Beginning with the line containing "TARGET = elderly man" and ending with the last line, repeat the records exactly.

─── The input

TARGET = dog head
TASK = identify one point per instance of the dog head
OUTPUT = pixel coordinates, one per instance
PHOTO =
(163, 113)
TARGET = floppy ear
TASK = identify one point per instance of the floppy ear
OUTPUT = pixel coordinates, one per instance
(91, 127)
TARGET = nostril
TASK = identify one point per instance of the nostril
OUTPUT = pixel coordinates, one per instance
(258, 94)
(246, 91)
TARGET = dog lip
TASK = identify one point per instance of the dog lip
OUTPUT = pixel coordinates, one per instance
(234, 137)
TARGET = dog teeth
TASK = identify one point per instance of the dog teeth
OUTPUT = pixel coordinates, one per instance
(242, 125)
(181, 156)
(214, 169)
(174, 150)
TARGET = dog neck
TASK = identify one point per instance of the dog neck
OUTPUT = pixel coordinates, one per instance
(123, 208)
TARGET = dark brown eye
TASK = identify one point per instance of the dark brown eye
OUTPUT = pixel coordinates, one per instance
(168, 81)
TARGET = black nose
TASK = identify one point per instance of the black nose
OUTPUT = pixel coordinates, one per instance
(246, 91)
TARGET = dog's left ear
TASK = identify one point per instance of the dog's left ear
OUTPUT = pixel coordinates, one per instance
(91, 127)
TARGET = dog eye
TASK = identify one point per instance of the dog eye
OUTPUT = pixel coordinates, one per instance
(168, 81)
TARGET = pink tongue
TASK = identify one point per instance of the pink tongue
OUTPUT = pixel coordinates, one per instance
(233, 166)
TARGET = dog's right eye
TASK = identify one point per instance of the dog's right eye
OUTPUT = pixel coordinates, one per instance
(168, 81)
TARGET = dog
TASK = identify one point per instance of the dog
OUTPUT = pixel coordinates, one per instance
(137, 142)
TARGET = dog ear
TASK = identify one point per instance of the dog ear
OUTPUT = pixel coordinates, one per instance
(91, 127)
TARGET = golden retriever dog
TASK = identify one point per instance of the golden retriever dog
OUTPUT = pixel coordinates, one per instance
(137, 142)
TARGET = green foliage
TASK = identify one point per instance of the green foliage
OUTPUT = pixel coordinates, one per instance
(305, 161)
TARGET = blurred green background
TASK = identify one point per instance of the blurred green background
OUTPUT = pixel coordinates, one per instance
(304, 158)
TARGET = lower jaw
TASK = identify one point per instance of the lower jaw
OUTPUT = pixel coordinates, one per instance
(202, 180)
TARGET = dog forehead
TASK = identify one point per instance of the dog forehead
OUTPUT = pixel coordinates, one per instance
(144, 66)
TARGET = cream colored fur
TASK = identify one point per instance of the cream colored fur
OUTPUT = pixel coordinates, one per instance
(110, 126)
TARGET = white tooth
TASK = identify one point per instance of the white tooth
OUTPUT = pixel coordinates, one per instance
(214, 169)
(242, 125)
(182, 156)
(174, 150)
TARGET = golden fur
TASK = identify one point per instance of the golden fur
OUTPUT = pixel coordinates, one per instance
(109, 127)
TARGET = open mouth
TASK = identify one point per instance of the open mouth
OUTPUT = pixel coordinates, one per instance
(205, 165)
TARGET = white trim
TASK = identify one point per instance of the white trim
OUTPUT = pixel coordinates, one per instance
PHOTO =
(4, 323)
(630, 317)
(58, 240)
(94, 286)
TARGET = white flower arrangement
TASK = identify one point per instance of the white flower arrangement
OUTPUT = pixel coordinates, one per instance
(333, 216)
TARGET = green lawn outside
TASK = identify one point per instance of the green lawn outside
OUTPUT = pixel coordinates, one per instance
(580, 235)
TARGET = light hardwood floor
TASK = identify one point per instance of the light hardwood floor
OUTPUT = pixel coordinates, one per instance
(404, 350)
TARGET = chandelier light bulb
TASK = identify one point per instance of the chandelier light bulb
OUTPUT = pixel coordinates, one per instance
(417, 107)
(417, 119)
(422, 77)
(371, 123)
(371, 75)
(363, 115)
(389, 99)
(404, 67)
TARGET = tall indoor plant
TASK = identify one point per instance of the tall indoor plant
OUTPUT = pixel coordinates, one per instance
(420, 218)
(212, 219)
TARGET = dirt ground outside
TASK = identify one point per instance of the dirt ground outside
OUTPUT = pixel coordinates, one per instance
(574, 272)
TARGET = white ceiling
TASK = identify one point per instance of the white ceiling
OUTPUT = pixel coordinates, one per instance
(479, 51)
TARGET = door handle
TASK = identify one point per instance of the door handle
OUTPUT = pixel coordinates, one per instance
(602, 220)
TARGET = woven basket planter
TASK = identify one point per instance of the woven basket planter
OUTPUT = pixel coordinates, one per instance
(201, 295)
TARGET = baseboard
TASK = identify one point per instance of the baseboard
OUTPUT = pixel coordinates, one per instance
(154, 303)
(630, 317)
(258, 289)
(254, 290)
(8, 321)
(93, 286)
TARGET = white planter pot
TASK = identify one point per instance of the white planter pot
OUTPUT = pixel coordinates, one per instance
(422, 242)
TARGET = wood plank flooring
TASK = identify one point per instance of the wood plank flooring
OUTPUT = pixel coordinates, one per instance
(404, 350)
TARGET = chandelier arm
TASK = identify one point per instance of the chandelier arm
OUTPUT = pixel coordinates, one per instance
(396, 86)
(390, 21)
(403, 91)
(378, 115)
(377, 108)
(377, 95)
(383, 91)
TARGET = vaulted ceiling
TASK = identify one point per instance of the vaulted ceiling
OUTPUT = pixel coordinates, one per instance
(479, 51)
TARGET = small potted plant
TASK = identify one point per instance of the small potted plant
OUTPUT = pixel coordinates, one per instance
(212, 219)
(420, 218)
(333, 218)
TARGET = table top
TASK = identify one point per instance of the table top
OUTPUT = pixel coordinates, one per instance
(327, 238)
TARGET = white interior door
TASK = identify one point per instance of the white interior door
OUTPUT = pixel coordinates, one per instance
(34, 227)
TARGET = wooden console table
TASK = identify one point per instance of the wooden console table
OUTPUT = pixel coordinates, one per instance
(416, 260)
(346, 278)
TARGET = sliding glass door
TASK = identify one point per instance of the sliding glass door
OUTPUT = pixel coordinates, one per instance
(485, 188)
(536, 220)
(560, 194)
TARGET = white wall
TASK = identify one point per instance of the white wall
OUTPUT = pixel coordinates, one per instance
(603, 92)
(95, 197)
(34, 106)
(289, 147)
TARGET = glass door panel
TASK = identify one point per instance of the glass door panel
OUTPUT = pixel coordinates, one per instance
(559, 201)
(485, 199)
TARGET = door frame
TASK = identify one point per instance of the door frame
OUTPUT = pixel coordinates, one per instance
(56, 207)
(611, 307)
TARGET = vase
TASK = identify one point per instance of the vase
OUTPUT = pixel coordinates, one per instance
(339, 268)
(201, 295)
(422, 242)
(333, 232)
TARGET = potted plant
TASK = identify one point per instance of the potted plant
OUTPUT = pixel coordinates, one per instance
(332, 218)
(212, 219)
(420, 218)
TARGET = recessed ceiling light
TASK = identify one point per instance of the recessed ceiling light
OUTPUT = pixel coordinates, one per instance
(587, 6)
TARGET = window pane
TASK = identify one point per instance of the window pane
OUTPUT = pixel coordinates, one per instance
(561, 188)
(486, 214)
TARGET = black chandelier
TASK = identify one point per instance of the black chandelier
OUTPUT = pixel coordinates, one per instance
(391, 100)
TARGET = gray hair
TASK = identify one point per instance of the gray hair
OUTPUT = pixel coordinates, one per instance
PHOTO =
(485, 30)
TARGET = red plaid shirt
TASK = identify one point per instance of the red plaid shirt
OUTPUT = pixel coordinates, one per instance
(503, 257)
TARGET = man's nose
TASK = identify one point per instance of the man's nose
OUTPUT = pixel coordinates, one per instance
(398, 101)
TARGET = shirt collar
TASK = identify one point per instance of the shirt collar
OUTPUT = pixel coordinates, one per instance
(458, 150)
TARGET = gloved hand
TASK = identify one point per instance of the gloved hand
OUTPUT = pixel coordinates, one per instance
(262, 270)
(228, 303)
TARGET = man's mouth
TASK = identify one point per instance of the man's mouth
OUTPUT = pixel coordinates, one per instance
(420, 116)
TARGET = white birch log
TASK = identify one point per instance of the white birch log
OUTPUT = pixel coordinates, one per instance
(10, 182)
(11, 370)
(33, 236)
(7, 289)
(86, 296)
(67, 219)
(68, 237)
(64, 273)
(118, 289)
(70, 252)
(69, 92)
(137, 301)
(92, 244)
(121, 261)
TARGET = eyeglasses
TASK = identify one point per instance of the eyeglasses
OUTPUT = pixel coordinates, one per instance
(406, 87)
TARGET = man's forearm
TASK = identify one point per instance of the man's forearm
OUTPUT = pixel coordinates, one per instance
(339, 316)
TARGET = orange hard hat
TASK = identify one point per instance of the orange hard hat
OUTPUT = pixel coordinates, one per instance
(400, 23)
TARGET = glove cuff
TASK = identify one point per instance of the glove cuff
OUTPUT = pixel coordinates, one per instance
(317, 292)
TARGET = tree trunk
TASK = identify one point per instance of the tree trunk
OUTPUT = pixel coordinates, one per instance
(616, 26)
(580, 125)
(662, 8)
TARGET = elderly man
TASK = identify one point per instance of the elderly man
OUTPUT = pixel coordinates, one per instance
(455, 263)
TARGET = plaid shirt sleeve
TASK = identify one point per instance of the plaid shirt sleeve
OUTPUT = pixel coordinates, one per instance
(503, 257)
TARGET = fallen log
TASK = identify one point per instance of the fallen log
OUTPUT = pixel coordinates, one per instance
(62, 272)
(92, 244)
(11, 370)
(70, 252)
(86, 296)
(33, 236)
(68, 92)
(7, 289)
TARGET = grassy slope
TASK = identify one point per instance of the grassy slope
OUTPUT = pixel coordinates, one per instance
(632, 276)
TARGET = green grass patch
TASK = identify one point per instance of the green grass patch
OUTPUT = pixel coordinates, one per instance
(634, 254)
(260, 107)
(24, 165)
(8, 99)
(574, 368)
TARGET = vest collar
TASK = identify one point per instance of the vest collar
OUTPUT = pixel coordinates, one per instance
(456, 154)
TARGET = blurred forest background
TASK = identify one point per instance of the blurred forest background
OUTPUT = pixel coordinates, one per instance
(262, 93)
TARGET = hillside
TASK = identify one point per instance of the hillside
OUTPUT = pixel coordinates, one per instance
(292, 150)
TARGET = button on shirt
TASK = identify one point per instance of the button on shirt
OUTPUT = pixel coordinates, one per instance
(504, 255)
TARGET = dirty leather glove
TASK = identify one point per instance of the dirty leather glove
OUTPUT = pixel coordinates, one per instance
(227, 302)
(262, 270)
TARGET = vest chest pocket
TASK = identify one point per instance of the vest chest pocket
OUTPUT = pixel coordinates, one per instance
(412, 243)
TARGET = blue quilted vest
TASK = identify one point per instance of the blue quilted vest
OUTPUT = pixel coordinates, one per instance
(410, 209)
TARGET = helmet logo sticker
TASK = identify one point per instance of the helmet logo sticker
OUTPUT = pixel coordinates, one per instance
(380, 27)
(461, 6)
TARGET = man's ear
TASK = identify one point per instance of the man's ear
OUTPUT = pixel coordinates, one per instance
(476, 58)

──────

◆ Problem solution ◆
TARGET = elderly man
TASK = identify one point per instance of the elderly man
OUTPUT = pixel coordinates, one per instance
(455, 263)
TARGET = plaid shirt sleeve
TASK = identify one point per instance of the plaid shirt sleeve
OUTPUT = pixel coordinates, one per instance
(503, 257)
TARGET = fallen log
TASK = identify one point per instance of the fallen log
OUTPUT = pixel coordinates, one per instance
(62, 272)
(92, 244)
(11, 370)
(70, 252)
(86, 296)
(33, 236)
(68, 92)
(7, 289)
TARGET = grassy slope
TASK = identify one point per instance of the grassy slope
OUTPUT = pixel coordinates, one per instance
(632, 276)
TARGET = green grass patch
TASK = identify one point per instance of the green grass patch
OUTPUT = pixel coordinates, one per instance
(634, 254)
(260, 107)
(24, 165)
(8, 99)
(574, 368)
TARGET = vest collar
TASK = identify one point per instance of the vest collar
OUTPUT = pixel coordinates, one per instance
(456, 154)
TARGET = blurred forest background
TASK = identify one point per instance of the blurred forest background
OUTPUT = pixel coordinates, one per instance
(262, 93)
TARGET = hillside
TASK = identify one point per instance of the hillside
OUTPUT = pixel coordinates, one per instance
(292, 150)
TARGET = button on shirt
TASK = identify one point per instance of the button on shirt
OUTPUT = pixel coordinates, one per instance
(504, 255)
TARGET = dirty leather glove
TASK = identify one point per instance of the dirty leather glove
OUTPUT = pixel coordinates, one per instance
(227, 302)
(262, 270)
TARGET = vest chest pocket
TASK = identify one point per instance of the vest chest pocket
OUTPUT = pixel coordinates, one per instance
(412, 243)
TARGET = blue quilted vest
TASK = identify one point per instance of the blue quilted vest
OUTPUT = pixel coordinates, one per instance
(410, 209)
TARGET = helmet logo sticker
TASK = identify one point per instance of the helmet logo sticker
OUTPUT = pixel coordinates, one per instance
(380, 27)
(461, 6)
TARGET = man's ear
TASK = identify one point per instance of the man's ear
OUTPUT = pixel coordinates, one per instance
(476, 58)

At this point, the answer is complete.